TO DO: From the data below, copy word for word the part that opens with the line containing "tent in the photo above." and closes with the line containing "(1171, 619)". Include both of those lines and nothing else.

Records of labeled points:
--- BEGIN ---

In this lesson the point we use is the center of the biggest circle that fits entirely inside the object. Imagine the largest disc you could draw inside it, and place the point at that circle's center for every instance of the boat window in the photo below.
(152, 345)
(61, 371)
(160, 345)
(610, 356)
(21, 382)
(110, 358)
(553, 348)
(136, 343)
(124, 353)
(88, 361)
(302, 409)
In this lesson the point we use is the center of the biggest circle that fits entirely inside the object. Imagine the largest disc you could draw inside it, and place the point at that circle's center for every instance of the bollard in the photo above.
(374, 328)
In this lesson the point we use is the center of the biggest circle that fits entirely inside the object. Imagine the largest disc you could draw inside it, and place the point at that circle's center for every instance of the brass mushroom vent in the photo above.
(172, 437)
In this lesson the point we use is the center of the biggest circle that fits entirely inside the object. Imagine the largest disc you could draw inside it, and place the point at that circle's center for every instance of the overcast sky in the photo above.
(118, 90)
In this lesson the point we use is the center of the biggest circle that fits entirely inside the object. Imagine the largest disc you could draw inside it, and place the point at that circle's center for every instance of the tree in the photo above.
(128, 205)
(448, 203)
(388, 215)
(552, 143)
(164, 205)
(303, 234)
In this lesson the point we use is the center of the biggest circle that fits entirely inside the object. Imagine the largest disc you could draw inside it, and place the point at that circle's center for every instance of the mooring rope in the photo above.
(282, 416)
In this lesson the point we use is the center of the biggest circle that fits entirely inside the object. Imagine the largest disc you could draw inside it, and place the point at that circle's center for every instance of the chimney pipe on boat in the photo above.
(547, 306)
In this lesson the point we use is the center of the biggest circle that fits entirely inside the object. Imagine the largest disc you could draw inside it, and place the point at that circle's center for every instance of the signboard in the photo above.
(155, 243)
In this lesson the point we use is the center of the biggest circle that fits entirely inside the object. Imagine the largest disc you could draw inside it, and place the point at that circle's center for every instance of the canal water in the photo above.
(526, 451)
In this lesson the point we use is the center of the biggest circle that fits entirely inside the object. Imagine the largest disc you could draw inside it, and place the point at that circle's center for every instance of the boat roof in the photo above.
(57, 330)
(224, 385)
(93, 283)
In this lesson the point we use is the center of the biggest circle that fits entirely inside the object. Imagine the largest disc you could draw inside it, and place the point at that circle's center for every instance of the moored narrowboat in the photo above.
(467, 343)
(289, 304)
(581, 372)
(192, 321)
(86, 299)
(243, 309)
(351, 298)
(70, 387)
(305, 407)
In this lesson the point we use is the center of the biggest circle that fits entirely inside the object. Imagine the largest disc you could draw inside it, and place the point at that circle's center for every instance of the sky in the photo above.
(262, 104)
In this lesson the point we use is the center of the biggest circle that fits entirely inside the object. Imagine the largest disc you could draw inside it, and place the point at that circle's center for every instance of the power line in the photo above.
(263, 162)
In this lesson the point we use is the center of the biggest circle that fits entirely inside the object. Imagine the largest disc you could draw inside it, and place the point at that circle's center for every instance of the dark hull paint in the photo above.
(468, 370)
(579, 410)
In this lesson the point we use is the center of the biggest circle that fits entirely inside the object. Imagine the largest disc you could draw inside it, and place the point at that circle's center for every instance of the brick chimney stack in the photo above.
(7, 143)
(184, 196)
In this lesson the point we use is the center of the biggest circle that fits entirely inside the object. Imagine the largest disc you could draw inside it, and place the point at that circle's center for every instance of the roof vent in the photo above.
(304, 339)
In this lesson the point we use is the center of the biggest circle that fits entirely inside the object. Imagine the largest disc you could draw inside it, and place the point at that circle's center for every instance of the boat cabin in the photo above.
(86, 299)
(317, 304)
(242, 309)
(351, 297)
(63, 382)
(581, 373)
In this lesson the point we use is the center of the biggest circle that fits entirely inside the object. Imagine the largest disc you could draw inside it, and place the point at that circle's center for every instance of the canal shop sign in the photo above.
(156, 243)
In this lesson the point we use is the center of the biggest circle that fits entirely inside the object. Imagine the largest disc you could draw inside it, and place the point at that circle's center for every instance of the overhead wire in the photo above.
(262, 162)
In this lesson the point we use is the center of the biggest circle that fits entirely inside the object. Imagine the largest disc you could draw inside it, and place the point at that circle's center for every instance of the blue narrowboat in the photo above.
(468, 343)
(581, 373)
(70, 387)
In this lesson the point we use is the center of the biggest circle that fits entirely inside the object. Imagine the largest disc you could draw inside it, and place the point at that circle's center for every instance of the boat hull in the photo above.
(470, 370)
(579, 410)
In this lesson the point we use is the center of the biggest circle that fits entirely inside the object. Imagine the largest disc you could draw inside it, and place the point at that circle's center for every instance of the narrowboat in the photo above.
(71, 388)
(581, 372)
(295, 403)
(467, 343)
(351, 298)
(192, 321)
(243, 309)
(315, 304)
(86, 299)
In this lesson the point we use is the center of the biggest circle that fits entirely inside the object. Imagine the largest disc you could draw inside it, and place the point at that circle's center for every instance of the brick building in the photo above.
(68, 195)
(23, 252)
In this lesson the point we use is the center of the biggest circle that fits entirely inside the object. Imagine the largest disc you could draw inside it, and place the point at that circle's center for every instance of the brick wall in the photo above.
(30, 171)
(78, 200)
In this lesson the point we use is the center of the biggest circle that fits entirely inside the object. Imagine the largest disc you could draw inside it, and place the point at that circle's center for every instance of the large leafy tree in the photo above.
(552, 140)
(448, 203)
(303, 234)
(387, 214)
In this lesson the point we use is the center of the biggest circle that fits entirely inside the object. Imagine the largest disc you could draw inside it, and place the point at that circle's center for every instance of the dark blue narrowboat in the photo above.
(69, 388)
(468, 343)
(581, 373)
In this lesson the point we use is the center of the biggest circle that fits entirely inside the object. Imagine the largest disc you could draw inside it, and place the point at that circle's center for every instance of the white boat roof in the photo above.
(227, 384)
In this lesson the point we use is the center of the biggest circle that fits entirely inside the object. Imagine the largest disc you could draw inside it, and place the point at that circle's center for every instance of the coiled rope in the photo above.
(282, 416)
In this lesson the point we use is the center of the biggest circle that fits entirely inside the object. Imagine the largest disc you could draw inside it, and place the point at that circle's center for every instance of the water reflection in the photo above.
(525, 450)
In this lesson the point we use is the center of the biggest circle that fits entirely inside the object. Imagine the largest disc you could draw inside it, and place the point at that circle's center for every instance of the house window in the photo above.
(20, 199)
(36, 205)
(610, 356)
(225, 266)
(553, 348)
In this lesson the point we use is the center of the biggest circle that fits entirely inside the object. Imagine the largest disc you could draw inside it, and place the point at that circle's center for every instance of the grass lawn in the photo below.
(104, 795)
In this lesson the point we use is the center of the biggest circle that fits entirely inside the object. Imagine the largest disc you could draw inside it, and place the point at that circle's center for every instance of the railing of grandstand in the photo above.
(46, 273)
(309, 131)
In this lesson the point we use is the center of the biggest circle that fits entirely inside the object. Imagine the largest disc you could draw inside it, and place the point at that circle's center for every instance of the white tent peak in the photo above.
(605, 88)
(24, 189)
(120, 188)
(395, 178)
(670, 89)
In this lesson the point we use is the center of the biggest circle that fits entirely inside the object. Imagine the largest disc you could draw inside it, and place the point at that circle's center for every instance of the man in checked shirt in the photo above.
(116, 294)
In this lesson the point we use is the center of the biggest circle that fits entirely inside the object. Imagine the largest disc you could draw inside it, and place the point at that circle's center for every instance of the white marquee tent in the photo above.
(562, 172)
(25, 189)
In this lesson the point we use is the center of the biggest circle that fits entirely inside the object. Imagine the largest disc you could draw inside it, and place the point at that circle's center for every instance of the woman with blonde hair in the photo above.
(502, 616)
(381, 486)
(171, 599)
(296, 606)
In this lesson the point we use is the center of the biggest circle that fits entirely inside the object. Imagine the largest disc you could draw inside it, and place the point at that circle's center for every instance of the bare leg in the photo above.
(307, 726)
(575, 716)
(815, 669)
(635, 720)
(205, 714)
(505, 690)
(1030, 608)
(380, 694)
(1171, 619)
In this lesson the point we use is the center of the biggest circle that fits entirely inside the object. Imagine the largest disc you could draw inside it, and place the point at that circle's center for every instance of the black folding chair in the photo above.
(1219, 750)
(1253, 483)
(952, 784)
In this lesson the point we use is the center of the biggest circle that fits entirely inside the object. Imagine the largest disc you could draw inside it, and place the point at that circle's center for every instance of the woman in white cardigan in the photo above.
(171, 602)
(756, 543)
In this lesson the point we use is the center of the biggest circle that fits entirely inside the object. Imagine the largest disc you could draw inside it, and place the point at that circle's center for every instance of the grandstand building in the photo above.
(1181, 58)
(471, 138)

--- END ---

FINISHED EXERCISE:
In this lesson the point we use is the center of the biggest circle that fits entirely inside the object. Imagine the largest disc you could draw inside it, and place the point at that circle's center for every instance of the white marquee tent in the photo above.
(562, 172)
(25, 189)
In this lesson the point we use is the center of the biggest circle that fits entirely inside the object. Imagine the largest disc you could draw inside it, and place the point at that circle's center for every instance of the woman with blonde hair in the photo above.
(502, 616)
(381, 486)
(171, 599)
(296, 606)
In this lesson the point we use is the center of the biggest circle that fits entirely inside the object. Imagine the largest disc you could draw inside it, and place the point at that circle's center for every instance of the bare leg in the photo above.
(307, 726)
(575, 716)
(815, 669)
(635, 720)
(205, 714)
(505, 690)
(1030, 608)
(380, 694)
(1171, 619)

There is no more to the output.